Exercise objective: Copy verbatim the passage of the teacher librarian post between "Teaching degrees in" and "in the comments).", inclusive.

Page excerpt:
==============================

It has been said by some parents, teachers and school administrators “We don’t need teacher librarians, all the answers are on the internet”, or comments with similar meanings.

I disagree in my opinion “We do need teacher librarians, ALL the answers are on the internet.”

Last week I saw someone share this image on Twitter.

Unbaking a Cake

Unbaking a cake, ALL the answers are on the internet.

Anyone with an understanding of high school science should know that the second answer  is presented as a joke, however helping students to realise that it is not a serious/realistic answer needs to be part of the role of teachers.

The Australian Curriculum General Capabilities of Critical and Creative Thinking outlines four key areas.

The areas of “identifying, exploring and clarifying information”, and “analysing, synthesising and evaluating information” are sometimes combined to be called the “Information Process”.

As part of a degree in Teacher Librarianship focused study on information process models is given. This enable Teacher Librarians to be fluent in the information process and to have methods to help people in their school communities

Teaching degrees in Adelaide do not have subjects that have this information literacy focus, this means that the teachers who complete these courses while generally being information literate themselves have not learnt strategies for teaching the information process. Many of the courses have subjects that look at curriculum, but based on subject descriptions these would not have a major focus on the national curriculum let alone the general capability of Critical and Creative Thinking and how to teach it. (I would love to be proven wrong, if you know of a subject available to university teaching students in South Australia that investigates the information process let me know in the comments).

==============================

Data extract:

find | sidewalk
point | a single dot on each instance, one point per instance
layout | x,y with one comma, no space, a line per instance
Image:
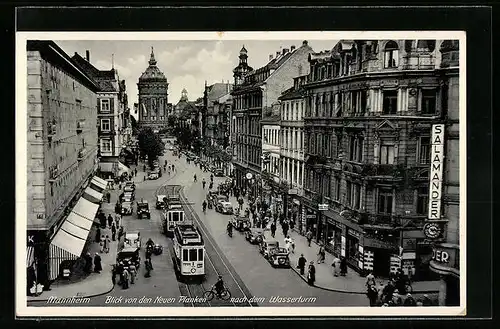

==============================

Task answer:
Teaching degrees in Adelaide do not have subjects that have this information literacy focus, this means that the teachers who complete these courses while generally being information literate themselves have not learnt strategies for teaching the information process. Many of the courses have subjects that look at curriculum, but based on subject descriptions these would not have a major focus on the national curriculum let alone the general capability of Critical and Creative Thinking and how to teach it. (I would love to be proven wrong, if you know of a subject available to university teaching students in South Australia that investigates the information process let me know in the comments).